Select and copy every line of the records that contains the word "windshield". Case counts.

# # # # # # #

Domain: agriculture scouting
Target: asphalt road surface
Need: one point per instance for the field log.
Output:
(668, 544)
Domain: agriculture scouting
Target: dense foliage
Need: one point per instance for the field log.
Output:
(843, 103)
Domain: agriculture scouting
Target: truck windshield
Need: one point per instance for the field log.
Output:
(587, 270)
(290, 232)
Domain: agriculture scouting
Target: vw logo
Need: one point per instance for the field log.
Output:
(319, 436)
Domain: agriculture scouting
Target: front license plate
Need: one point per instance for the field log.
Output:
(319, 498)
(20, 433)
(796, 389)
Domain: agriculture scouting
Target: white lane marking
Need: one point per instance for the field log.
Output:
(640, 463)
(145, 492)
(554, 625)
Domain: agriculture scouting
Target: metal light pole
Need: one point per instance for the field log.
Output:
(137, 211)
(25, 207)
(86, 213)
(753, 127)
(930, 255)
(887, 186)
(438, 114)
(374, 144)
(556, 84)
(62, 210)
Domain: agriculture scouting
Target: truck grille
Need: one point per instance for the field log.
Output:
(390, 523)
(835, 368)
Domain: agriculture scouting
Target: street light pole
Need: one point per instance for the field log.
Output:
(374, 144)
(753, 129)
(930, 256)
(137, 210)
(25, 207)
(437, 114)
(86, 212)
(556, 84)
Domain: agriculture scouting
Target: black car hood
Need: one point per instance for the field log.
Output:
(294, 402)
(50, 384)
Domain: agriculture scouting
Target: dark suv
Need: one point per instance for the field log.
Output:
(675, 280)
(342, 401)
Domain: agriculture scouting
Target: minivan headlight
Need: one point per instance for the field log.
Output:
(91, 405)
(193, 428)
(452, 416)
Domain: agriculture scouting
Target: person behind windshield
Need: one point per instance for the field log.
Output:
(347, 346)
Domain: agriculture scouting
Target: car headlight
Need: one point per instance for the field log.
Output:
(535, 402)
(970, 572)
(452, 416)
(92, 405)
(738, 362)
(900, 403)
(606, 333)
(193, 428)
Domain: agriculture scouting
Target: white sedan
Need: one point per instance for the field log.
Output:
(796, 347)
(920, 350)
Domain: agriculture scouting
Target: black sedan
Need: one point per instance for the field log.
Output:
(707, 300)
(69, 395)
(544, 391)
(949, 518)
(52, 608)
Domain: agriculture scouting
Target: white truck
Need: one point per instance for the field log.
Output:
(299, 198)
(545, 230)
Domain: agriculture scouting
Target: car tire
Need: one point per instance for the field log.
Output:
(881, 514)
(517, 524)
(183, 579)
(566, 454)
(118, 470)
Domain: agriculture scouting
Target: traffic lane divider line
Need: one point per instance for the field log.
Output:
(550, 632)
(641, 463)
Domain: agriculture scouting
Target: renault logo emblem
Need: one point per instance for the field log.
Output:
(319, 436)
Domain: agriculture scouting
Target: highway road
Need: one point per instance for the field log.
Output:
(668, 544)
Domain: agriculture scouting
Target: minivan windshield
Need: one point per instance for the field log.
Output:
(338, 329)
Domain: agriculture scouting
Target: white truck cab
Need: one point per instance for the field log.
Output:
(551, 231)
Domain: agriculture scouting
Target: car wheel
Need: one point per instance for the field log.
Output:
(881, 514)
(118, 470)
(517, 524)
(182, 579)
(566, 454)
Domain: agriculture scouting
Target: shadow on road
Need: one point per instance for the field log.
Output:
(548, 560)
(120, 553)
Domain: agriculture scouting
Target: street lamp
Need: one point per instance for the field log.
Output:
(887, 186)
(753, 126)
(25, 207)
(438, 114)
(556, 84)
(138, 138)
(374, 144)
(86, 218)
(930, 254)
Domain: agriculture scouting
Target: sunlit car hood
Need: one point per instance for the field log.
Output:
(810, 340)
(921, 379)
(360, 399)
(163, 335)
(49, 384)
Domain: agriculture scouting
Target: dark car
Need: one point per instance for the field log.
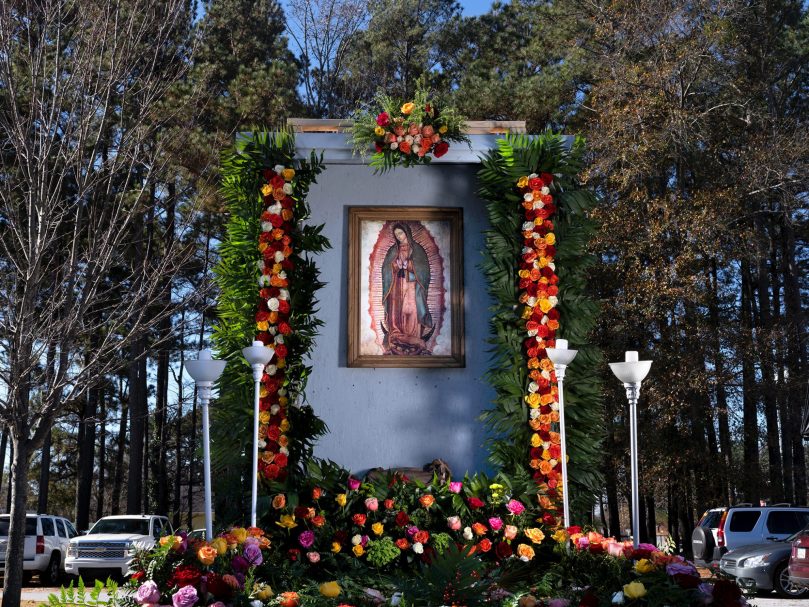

# # # # # # #

Written answer:
Target: truck windshield
Target: person behind windshield
Target: minivan windshield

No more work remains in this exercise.